• **Exercise goal**
Restate each line below word for word, skipping every picture.

[Stored data entries]
++++++++

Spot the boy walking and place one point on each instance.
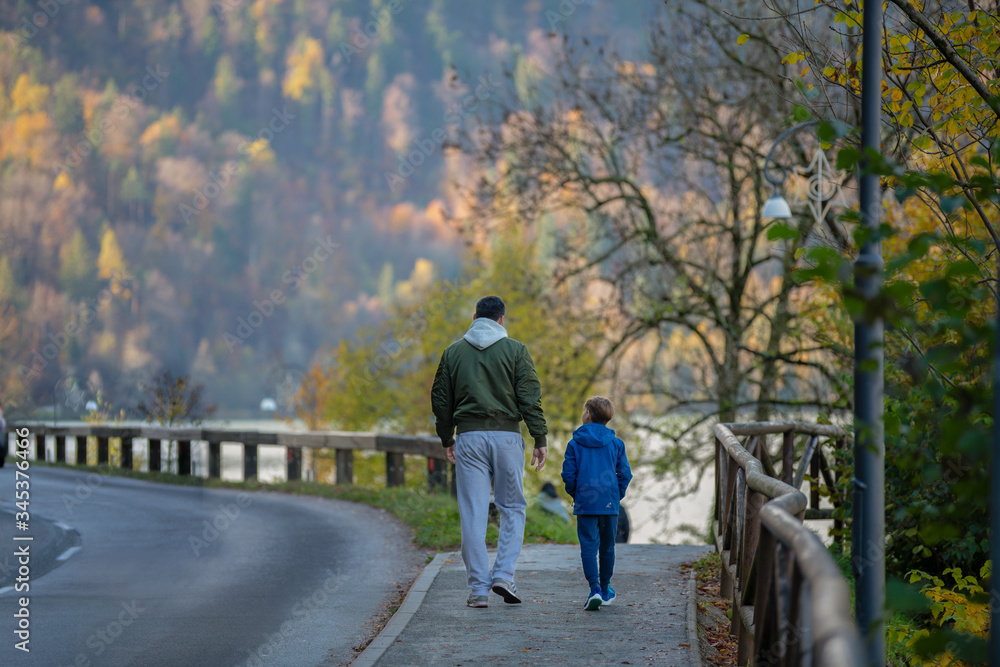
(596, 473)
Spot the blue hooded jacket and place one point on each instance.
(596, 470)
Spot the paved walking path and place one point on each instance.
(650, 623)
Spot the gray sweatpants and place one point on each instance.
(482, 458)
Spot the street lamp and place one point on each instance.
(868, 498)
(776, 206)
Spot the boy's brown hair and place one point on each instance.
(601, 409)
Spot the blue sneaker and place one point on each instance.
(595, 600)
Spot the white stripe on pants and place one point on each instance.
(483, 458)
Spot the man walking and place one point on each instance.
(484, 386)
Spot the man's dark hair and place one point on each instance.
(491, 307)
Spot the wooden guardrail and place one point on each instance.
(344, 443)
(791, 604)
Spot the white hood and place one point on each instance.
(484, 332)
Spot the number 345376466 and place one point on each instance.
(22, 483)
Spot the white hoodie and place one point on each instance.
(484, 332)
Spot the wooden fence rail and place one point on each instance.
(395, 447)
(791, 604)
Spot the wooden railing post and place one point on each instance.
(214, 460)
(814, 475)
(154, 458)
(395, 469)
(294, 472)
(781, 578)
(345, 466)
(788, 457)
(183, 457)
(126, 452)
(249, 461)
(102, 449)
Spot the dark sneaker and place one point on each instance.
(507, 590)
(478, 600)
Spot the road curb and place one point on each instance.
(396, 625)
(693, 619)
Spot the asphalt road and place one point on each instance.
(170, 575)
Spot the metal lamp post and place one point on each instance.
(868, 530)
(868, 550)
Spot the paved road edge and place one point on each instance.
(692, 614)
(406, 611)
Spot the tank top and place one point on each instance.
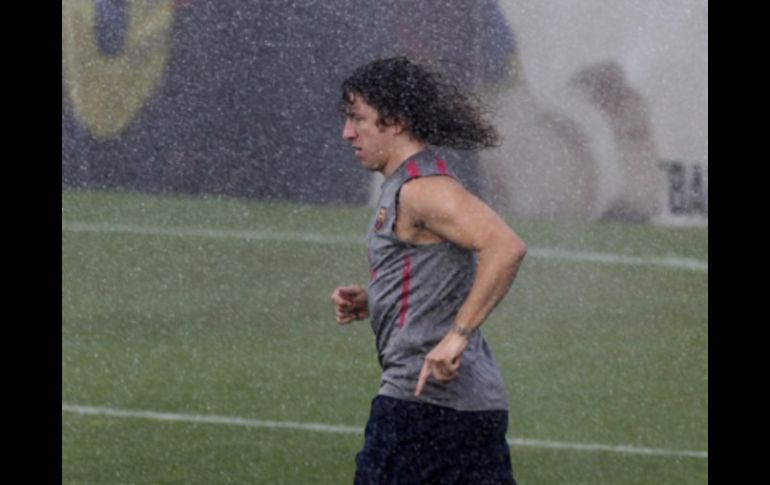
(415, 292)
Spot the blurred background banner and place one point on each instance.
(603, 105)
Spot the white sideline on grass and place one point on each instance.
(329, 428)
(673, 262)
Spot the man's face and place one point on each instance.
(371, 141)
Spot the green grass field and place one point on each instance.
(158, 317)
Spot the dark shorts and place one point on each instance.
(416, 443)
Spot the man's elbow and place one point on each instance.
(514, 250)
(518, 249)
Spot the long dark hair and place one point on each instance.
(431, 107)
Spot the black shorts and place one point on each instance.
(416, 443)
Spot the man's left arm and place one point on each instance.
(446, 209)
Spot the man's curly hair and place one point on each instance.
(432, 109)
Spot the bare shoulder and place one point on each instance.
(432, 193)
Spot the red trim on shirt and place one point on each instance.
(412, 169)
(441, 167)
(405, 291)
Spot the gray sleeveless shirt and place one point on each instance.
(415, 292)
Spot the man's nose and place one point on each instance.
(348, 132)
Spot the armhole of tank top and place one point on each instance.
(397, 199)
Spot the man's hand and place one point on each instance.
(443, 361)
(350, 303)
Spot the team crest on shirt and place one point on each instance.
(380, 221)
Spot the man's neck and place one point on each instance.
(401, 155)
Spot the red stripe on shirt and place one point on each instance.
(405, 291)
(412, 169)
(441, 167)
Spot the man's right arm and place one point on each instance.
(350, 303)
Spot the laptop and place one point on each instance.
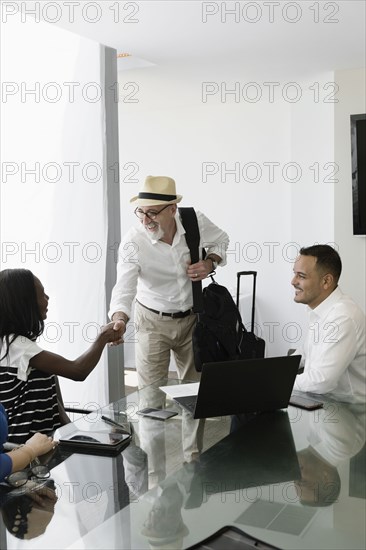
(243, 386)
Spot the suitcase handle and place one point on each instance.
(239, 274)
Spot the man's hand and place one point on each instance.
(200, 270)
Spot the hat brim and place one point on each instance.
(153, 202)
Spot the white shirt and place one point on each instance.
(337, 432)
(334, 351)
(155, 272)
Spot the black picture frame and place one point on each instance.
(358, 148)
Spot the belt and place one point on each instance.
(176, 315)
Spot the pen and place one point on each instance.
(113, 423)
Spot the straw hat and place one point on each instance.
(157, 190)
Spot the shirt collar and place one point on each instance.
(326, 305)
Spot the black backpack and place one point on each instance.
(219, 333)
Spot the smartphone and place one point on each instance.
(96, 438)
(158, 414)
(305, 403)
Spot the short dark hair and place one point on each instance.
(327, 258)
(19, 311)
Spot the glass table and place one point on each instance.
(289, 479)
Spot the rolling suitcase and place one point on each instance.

++++++++

• **Response area**
Spot the boy walking and place one point on each instance.
(596, 473)
Spot the blue hooded jacket and place one point on each instance.
(596, 470)
Spot the paved walking path and place one point on each instance.
(650, 623)
Spot the gray sweatpants and place one point on each instance.
(482, 458)
Spot the street lamp and place one point on each instance.
(868, 498)
(776, 206)
Spot the boy's brown hair and place one point on each instance.
(601, 409)
Spot the blue sneaker and place one point on each instance.
(595, 600)
Spot the white stripe on pants and place one point on each instance.
(483, 458)
Spot the man walking and place one point on each instance.
(484, 386)
Spot the man's dark hair and place one point on each instance.
(491, 307)
Spot the wooden guardrail and place one point on each instance.
(344, 443)
(791, 604)
Spot the white hood and place one point on each instance.
(484, 332)
Spot the number 345376466 and place one point on each instance.
(22, 483)
Spot the white hoodie and place one point on each instance.
(484, 332)
Spot the wooden fence rail and place one point on each instance.
(395, 447)
(791, 604)
Spot the wooden railing post and place one point on each instance.
(214, 460)
(814, 475)
(154, 458)
(395, 469)
(294, 472)
(781, 578)
(345, 466)
(788, 457)
(183, 457)
(126, 452)
(249, 461)
(102, 449)
Spot the dark sneaker and place one point on each instance.
(507, 590)
(478, 600)
Spot the road curb and place one point on each instance.
(396, 625)
(693, 619)
Spot the asphalt road and place one point on each instance.
(170, 575)
Spot the metal lamp post and place one point on each instance.
(868, 530)
(868, 550)
Spot the paved road edge and place one point on each instance.
(692, 614)
(406, 611)
Spot the tank top and place one point on each instance.
(415, 292)
Spot the blurred background banner and place one point on each instance.
(603, 105)
Spot the white sideline on grass and place one point on each instance.
(329, 428)
(673, 262)
Spot the man's face and place one point on each instance.
(371, 141)
Spot the green grass field and place one point on each instance.
(158, 317)
Spot the dark shorts and place one point on each instance.
(416, 443)
Spot the man's elbow and place one point on each instance.
(514, 250)
(518, 249)
Spot the long dark hair and place one point on each instance.
(431, 107)
Spot the black shorts and place one point on each instance.
(416, 443)
Spot the man's left arm and place one point on each instance.
(446, 209)
Spot the man's curly hair and place one point on each instance.
(432, 109)
Spot the bare shoulder and place one point on each instance.
(432, 193)
Spot the red trim on shirt and place one point on each instance.
(412, 169)
(441, 167)
(405, 291)
Spot the gray sleeveless shirt and place one point on each instance.
(415, 292)
Spot the man's nose and place one point on each instance.
(348, 132)
Spot the armhole of tank top and place one point on each instance.
(397, 199)
Spot the man's hand and place one point on each instance.
(443, 361)
(350, 303)
Spot the team crest on shirt and place one point on each instance.
(380, 221)
Spot the man's neck and place one point on each instance.
(401, 155)
Spot the red stripe on shirt and place one point on each instance.
(405, 291)
(412, 169)
(441, 167)
Spot the man's right arm and place one point on each instance.
(350, 303)
Spot the laptop and place one point on each instance.
(243, 386)
Spot the suitcase handle and place one point on each instance.
(239, 274)
Spot the man's hand and place one point on each instance.
(200, 270)
Spot the hat brim and place one point on each instance.
(153, 202)
Spot the white shirt and place one point on each instance.
(337, 432)
(334, 351)
(155, 272)
Spot the black picture frame and place one point on each instance.
(358, 148)
Spot the belt and place one point on each instance.
(176, 315)
Spot the pen and place one point on each instance.
(113, 423)
Spot the straw hat and place one point on each instance.
(157, 190)
Spot the shirt collar and place one point on each instance.
(326, 305)
Spot the black backpack and place one point on each instance.
(219, 333)
Spot the smartphone and place one point on each instance.
(96, 438)
(158, 414)
(305, 403)
Spot the short dark hair and place one point on each instance.
(327, 258)
(19, 311)
Spot the glass table and place one point on each instance.
(289, 479)
Spot the rolling suitcase and place one point on each instance.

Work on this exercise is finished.